─── RECORD EXTRACTS ───

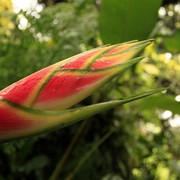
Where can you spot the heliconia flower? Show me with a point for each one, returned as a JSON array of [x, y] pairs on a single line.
[[38, 102]]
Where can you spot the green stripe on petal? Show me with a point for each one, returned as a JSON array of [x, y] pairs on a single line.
[[50, 120]]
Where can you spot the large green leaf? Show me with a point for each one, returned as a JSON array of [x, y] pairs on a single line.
[[123, 20]]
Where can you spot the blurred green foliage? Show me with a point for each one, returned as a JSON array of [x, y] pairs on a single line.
[[146, 142]]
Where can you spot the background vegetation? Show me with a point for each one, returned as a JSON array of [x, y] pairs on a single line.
[[145, 144]]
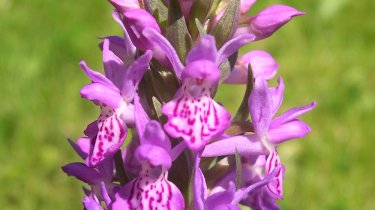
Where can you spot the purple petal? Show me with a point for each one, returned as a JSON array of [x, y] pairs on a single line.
[[104, 193], [232, 46], [101, 94], [245, 146], [260, 106], [202, 70], [123, 6], [292, 114], [277, 96], [196, 119], [113, 66], [290, 130], [272, 18], [273, 164], [186, 7], [242, 193], [91, 204], [222, 199], [137, 20], [204, 50], [165, 47], [146, 191], [199, 185], [111, 135], [155, 155], [134, 75], [83, 173], [96, 77], [78, 149], [141, 118], [177, 150], [262, 65], [246, 5], [155, 135]]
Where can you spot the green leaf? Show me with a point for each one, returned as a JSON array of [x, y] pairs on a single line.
[[243, 111], [225, 27], [158, 10], [177, 32], [199, 10], [200, 28]]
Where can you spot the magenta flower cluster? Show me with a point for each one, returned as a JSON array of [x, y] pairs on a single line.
[[161, 140]]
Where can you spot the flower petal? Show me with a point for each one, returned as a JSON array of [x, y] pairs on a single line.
[[141, 118], [273, 163], [91, 129], [123, 6], [114, 67], [272, 18], [277, 96], [246, 5], [290, 130], [155, 135], [101, 94], [262, 65], [202, 70], [111, 135], [163, 44], [196, 119], [222, 199], [96, 77], [292, 114], [146, 192], [245, 146], [135, 21], [155, 155], [82, 172], [91, 204], [232, 46], [134, 74], [260, 106], [82, 152], [204, 50]]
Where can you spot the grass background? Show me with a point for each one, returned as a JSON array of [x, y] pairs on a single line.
[[327, 55]]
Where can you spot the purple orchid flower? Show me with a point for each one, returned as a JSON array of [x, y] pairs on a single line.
[[263, 105], [267, 21], [224, 195], [125, 5], [193, 114], [262, 65], [99, 179], [151, 189], [114, 94]]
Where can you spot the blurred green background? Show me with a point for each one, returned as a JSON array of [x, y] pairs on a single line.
[[327, 55]]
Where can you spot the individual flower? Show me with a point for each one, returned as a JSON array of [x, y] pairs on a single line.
[[114, 94], [224, 195], [99, 179], [266, 22], [262, 66], [263, 105], [192, 113], [151, 189]]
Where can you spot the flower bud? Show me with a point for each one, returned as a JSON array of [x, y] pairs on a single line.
[[135, 21], [270, 19]]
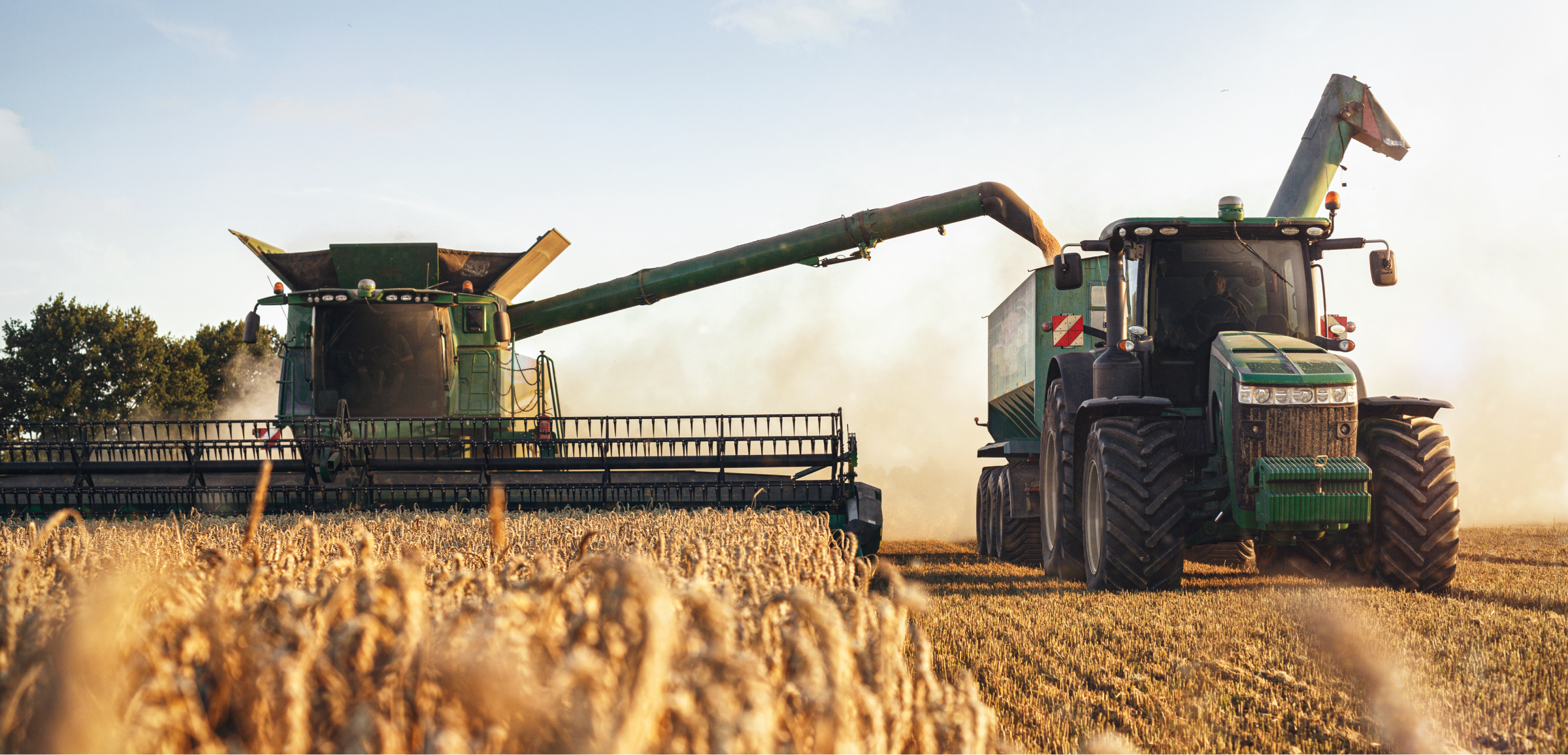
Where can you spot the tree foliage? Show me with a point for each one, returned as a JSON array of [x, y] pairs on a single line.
[[96, 363]]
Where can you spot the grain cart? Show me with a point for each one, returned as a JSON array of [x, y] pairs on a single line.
[[402, 384], [1190, 390]]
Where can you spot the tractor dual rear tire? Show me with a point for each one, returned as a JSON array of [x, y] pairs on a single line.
[[1060, 528], [1134, 523], [1415, 503]]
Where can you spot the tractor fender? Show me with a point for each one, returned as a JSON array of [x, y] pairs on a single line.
[[1095, 410], [1399, 405], [1076, 371]]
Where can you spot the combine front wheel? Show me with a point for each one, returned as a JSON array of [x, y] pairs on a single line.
[[1415, 503], [1133, 518]]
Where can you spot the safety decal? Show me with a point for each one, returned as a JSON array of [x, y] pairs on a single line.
[[1067, 330]]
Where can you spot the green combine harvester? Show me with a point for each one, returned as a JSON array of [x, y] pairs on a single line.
[[1189, 394], [402, 385]]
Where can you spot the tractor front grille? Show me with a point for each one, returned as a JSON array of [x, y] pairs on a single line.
[[1290, 432]]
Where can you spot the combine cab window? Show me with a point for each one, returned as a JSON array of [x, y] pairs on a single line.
[[385, 360], [1198, 288]]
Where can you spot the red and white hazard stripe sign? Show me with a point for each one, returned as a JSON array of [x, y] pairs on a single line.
[[1067, 330]]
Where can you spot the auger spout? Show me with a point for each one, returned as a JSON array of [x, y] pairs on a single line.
[[860, 231], [1347, 110]]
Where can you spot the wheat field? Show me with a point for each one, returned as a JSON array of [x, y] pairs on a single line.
[[738, 633], [453, 633]]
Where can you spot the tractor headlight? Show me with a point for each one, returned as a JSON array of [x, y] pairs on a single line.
[[1296, 396]]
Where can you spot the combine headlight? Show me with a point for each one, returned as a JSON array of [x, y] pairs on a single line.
[[1296, 396]]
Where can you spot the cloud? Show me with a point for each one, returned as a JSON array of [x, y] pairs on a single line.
[[399, 110], [206, 41], [20, 158], [802, 21]]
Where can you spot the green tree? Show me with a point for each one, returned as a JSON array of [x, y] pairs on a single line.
[[82, 361], [79, 361], [231, 365]]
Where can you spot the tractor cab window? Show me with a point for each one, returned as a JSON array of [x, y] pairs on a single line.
[[1196, 290], [385, 360]]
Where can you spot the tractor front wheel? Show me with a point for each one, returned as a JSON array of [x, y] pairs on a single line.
[[1415, 503], [1060, 529], [1133, 517]]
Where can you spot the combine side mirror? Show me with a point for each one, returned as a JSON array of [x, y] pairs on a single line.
[[1068, 271], [502, 326], [1384, 269]]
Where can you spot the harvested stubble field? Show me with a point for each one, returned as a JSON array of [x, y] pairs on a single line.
[[1237, 662], [739, 633]]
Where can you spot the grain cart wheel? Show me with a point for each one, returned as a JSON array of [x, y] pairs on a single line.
[[1237, 554], [1020, 526], [1133, 517], [1060, 529], [984, 511], [1415, 503]]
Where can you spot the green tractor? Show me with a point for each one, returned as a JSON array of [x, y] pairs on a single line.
[[1188, 394]]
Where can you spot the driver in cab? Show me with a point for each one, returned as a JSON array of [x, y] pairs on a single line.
[[1216, 313]]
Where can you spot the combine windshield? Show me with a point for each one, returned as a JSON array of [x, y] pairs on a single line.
[[385, 360]]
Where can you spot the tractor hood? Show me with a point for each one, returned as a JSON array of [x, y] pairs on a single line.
[[1263, 358]]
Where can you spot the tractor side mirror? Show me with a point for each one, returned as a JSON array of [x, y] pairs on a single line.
[[1068, 271], [1384, 269], [502, 326]]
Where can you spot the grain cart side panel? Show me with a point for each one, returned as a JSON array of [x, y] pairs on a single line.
[[1010, 369]]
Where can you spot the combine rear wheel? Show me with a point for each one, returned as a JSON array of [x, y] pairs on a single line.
[[1060, 529], [1133, 518], [1020, 526], [1415, 503]]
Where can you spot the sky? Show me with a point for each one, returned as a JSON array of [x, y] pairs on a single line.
[[135, 134]]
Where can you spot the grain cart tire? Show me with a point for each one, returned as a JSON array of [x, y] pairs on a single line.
[[1237, 554], [1060, 529], [1020, 526], [1415, 503], [984, 511], [1310, 560], [1133, 517]]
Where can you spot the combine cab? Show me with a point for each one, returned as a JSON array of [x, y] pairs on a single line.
[[1189, 394]]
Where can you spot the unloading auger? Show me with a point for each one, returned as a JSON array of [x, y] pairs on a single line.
[[400, 384]]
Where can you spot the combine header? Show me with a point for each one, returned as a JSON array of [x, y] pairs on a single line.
[[1189, 392], [400, 385]]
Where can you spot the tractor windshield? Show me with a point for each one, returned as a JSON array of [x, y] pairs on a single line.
[[385, 360], [1198, 288]]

───

WORK INSTRUCTIONS ▸ Send back every line of the listing exactly. Omit the images.

RESULT BELOW ▸
Where can you spot the heliconia flower? Show me with a point for each one, returned as a JSON array of [x, y] pairs on a single line.
[[38, 102]]
Where can you spot the green stripe on petal? Show me with a point for each one, returned as a JSON array of [x, y] pairs on a single line.
[[50, 120]]
Where can you spot the large green leaf? Show me with a point for each one, returned as a JSON array of [x, y] pairs on a single line.
[[123, 20]]
Where can you spot the blurred green foliage? Show me with a point for each one, returned as a JSON array of [x, y] pairs on a single line.
[[146, 142]]
Where can you spot the background vegetation? Show me with a point for each one, returned as a JSON array of [x, y] pairs on a single line.
[[145, 144]]
Where can you spot the purple petal? Show me with a point for each one, returned as a JSON array of [x, y] pairs on a single line.
[[104, 193], [232, 46], [101, 94], [245, 146], [260, 106], [202, 70], [123, 6], [292, 114], [277, 96], [196, 119], [113, 66], [290, 130], [272, 18], [273, 164], [186, 7], [242, 193], [91, 204], [222, 199], [137, 20], [204, 50], [165, 47], [146, 191], [199, 185], [111, 135], [155, 155], [134, 75], [83, 173], [96, 77], [78, 149], [141, 118], [177, 150], [262, 65], [246, 5], [155, 135]]
Where can you spot the green leaf? Show me with a point for each one, returned as a JSON array of [x, y] pairs on a single line.
[[243, 111], [225, 27], [158, 10], [177, 32], [199, 10], [200, 28]]
Where can you spot the magenta flower cluster? Show me with a point for each one, returned as a JSON array of [x, y] pairs on a single line.
[[161, 140]]
Where can you spot the flower petal? Show me with a point for each one, returned as a JSON array of [x, y] pairs on a single line.
[[141, 118], [273, 163], [91, 129], [123, 6], [114, 67], [272, 18], [277, 96], [246, 5], [290, 130], [155, 135], [101, 94], [262, 65], [202, 70], [111, 135], [163, 44], [196, 119], [222, 199], [96, 77], [292, 114], [146, 192], [245, 146], [135, 21], [155, 155], [82, 172], [91, 204], [232, 46], [134, 74], [260, 106], [82, 152], [204, 50]]
Where can you spot the grass background? Show me with a point for each one, returned as a JSON array of [x, y] pairs on a single line.
[[327, 55]]
Where can you spot the purple orchid flower? Show me with a point for each one, returned as a JSON array of [x, y] pairs on a single line.
[[263, 105], [267, 21], [224, 195], [125, 5], [193, 114], [262, 65], [99, 179], [151, 189], [114, 94]]
Where can you spot the blurred green background? Show me with a point for each one, returned as a JSON array of [x, y] pairs on a single line.
[[327, 55]]
Where can you spot the individual flower? Show me with a point for each one, returned as a JSON array of [x, y] pairs on a single line.
[[114, 94], [224, 195], [99, 179], [266, 22], [262, 66], [263, 105], [192, 113], [151, 189]]
Where can you spot the flower bud? Show me with a point for each one, returned as a JSON array of [x, y] pairs on a single line.
[[135, 21], [270, 19]]
Where can you spot the tree foliage? Show me with a point for each one, returned as a JSON array of [x, y] pairs on a single line.
[[96, 363]]
Where can you spot the grain cart? Show me with a point for each one, returned as a JSON array of [x, y] pairs on a single line.
[[402, 384], [1190, 390]]
Where can you spot the tractor dual rear tire? Show me with a point for each one, returned as a JSON array of [x, y] pairs on a single line.
[[1060, 528], [1134, 523], [1415, 503]]
Where can you spot the tractor fender? Show me with a point for each one, returned as a JSON array of [x, y] pairs on a single line.
[[1095, 410], [1399, 405], [1076, 371]]
Where can you spot the combine front wheel? Show me with a point for each one, returned as a JSON array of [x, y] pairs on a single line.
[[1415, 503], [1133, 518]]
Where can you spot the safety decal? Show me with a point for each one, returned as a JSON array of [x, y] pairs on a single line.
[[1067, 330]]
Where can you spot the green combine harvester? Show me with a point for each one, returned as a JSON array of [x, y] pairs on a single line.
[[1189, 394], [402, 385]]
Where can you spot the tractor front grille? Show me with a point for each one, returned as a JSON array of [x, y] pairs on a single line.
[[1290, 432]]
Where can you spot the combine cab window? Show me with a point for each one, returned as a JSON array of [x, y] pairs on a single line.
[[385, 360], [1198, 288]]
Where can you spot the red and white hazard stripe sign? Show me with a point for each one, returned as a JSON array of [x, y] pairs on a single line.
[[1067, 330]]
Where can you spot the auger spout? Show me with a point for each one, returned as a JSON array of [x, y] pairs on a single line.
[[860, 231], [1347, 110]]
Where can you spot the wheat field? Show me with a point for each one, returned as a JSON array of [x, y] pairs on a single line.
[[738, 633], [453, 633]]
Where can you spot the tractor headlight? Show me with a point for each one, returned as a JSON array of [x, y] pairs on a single line.
[[1296, 396]]
Where can you spot the combine headlight? Show me with a point for each one, returned as a JSON array of [x, y] pairs on a single line.
[[1296, 396]]
Where can you spot the cloud? Show me with a point for each one, returned as a JSON array of [x, y] pairs on a single line.
[[399, 110], [206, 41], [20, 158], [802, 21]]
Where can you spot the green tree? Show me with a point for each one, returned as a JSON array of [x, y] pairs on a single line.
[[82, 361], [79, 361], [231, 365]]
Where can you spot the tractor cab window? Show me with a point for each one, returned as a JSON array of [x, y] pairs on a single line.
[[1196, 290], [385, 360]]
Where can you spot the tractor front wheel? Show me with a point for each one, returned as a JSON array of [x, y] pairs on a single line.
[[1415, 503], [1060, 529], [1133, 517]]
Where can you spot the combine side mirror? Show me with a point for each one, returned as a JSON array of [x, y] pairs on a single line.
[[1068, 271], [502, 326], [1384, 269]]
Where can you spot the harvested stubble field? Show me with a point for each one, returned as a JSON array of [x, y] pairs on a single line.
[[1237, 662], [739, 633]]
Where can you spot the grain cart wheel? Show me with a point for each one, returned as a JSON array of [x, y] pairs on a single line.
[[1237, 554], [1020, 526], [1133, 517], [1060, 529], [984, 511], [1415, 503]]
Where can you spot the green tractor? Show me with a point for each one, returned as a JSON array of [x, y] pairs on a single line.
[[1188, 394]]
Where can you spot the driver in cab? Show me with a point for each one, returned as a JSON array of [x, y] pairs on a single line.
[[1216, 313]]
Where can you spot the combine windshield? Show me with a point for each one, returned as a JSON array of [x, y] pairs on a single line.
[[385, 360]]
Where can you spot the tractor hood? Show me with a point for each one, returned as a JSON array of [x, y] pairs on a single line.
[[1263, 358]]
Where can you spot the tractor side mirror? Show me with a point for each one, returned as a JSON array of [x, y] pairs on a single line.
[[1068, 271], [1384, 269], [502, 326]]
Where can you spot the grain cart side panel? Show me with a point for each one, returned as a JSON array of [x, y] pairs on a single line.
[[1010, 369]]
Where can you spot the combine rear wheel? Show me with a point for each one, returned as a JSON array of [x, y] pairs on a single line.
[[1060, 529], [1133, 518], [1020, 526], [1415, 503]]
Where can you spot the sky? Show me with a point for each one, returned as a JSON array of [x, y] pairs on a single line.
[[135, 134]]
Where can you spot the grain cart tire? Show me with a point for each one, returned as a JSON array of [x, y] pairs on a single line.
[[1237, 554], [1060, 529], [1020, 526], [1415, 503], [984, 511], [1310, 560], [1133, 517]]
Where can you spot the combine cab? Show me with a point for each one, returned as a JSON array of [x, y] pairs on a single line.
[[1189, 394]]
Where can you spot the unloading auger? Show me with a point for each one, returned as a JSON array of [x, y] pairs on a single line.
[[400, 384]]
Where can you spot the combine header? Show me with a point for each one, returned as a JSON array of [x, y] pairs on a single line.
[[1189, 392], [400, 385]]
Where can you spot the tractor windshield? Show me with a point for each one, returned as a JSON array of [x, y] pairs on a single line.
[[385, 360], [1198, 288]]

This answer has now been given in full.